Quote the entries in full, character for character, without their images.
[Supplied material Boundary: Start]
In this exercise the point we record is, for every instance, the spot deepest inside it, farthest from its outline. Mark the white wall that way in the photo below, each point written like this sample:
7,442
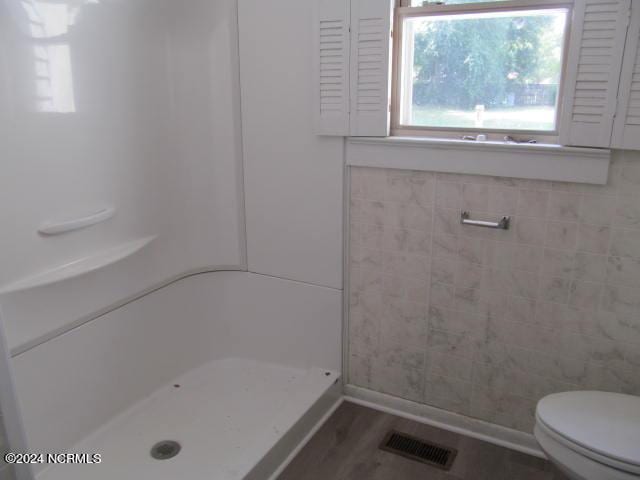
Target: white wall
152,129
293,179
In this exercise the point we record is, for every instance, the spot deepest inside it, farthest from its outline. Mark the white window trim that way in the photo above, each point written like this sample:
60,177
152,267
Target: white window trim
498,159
403,11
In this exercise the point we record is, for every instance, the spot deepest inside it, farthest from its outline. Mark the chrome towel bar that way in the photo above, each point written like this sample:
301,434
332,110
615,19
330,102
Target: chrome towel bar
503,224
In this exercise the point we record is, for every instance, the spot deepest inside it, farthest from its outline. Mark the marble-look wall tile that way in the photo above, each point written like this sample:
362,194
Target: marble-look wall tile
485,322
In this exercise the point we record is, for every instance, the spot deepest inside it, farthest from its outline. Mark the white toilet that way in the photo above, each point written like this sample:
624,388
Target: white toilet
591,435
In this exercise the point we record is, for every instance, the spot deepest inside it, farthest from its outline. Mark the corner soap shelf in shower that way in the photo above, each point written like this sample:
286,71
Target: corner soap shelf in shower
79,267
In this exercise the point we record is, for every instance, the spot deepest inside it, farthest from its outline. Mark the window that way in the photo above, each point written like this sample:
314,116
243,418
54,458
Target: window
464,66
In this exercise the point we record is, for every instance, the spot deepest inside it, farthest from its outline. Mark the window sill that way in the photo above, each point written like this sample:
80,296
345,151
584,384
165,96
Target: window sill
499,159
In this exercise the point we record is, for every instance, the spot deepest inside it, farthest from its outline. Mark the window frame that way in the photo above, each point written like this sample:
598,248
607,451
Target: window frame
403,10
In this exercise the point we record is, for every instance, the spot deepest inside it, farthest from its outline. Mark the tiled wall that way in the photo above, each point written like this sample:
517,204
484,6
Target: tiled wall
485,322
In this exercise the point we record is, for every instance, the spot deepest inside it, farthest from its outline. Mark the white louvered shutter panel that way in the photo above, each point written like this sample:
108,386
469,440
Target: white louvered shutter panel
331,64
626,129
595,57
370,67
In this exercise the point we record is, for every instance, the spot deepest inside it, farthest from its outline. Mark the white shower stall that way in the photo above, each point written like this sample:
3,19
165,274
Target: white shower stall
149,290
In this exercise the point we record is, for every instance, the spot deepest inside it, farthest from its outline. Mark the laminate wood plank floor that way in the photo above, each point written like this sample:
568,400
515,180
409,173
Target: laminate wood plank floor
346,448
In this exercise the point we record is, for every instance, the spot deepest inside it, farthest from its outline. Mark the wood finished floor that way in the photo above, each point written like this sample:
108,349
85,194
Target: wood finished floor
[Supplied material Boundary: End]
* _Your response_:
In this exercise the point we record is, for every instance, the spot deepest inside it, farthest from its outline. Mark the white wall that way in the photo below, each point written like this sample:
7,442
Target: white wall
152,129
293,179
In this exercise the point we record is, for every instance, the spot deepest inside it, farthest from its outline. Mark the white window trim that way in the photo above, each point written like this sample:
60,177
152,267
Target: white window trim
498,159
403,11
In this exercise the point we record is, for every instance, the spot deepest inside it, farthest from its outline. Mark the chrome towel bar that way in the photo above, each point written like this sample:
301,434
332,110
615,19
330,102
Target: chrome towel bar
503,224
In this exercise the point we record is, for every instance, the spot deepest inside it, farthest from its outline. Mark the marble-look wall tile that way in the photo above, each point written like this sample:
362,194
Target: marble-look wall tile
485,322
In this exercise the point we record is, for every instance, the spot deepest inside it, farthest from its outline. Mark the white toilet that way in the photo above, each point written like this sample:
624,388
Target: white toilet
591,435
In this exercise the point we record is, for every instance, the spot deepest inside it, farthest from its outline. Mark the corner soap shelf in shower that way in the photo above, each point written like this sample:
286,71
Target: corner soap shelf in shower
79,267
In this exercise the point we record is, for every instance, the spot deepest inside it, farthest from its outline. Mark the window that way in the photo above, each point written like this sample:
314,116
243,418
54,458
Target: window
464,66
In this exercise the point we record is, for every instance, the spot deepest inside it, farthest from its outline. Mark the window sill that way in the photo above, each point written like this sample:
80,296
345,151
584,384
165,96
Target: window sill
499,159
In this exercise the point we record is, for every instance, the spot deepest inside it, farthest from its outline. Mark the window frame that way in the photo above, each point written like this sample:
598,248
607,451
Target: window frame
403,10
In this exercise the point we record is, for every instance, the spot deepest inside it, farthest from its outline. Mark the tiled wall that way in the photo above, each point written like this sample:
517,204
484,6
Target: tiled wall
485,322
In this exercise the point we record is, for every instance, the spot deepest inside it, farthest from its outline. Mark the white louvered shutter panel that way in the photo above, each point written like this sample:
108,386
469,440
Target: white louvered shutter panel
331,64
626,129
595,57
370,67
In this exercise the point we record is, for every instance, the spot deepest inside it, farthest from its outline. Mark the white shower stall that way in the photo above, each point written like this sample:
3,19
165,274
Target: white shower stall
149,290
In this exercise the point we record is, for every instance, the spot deepest inside it, farthest from its outline. Mark the laminate wood plank floor that way in the photo above, each point written like this sample:
568,400
515,180
409,173
Target: laminate wood plank floor
346,448
In this exercise the point we record is, for every instance, the spot deepest inside it, farthest from its outline. Mark the wood finished floor that way in the photo above, each point written like this sample:
108,349
85,194
Target: wood finished floor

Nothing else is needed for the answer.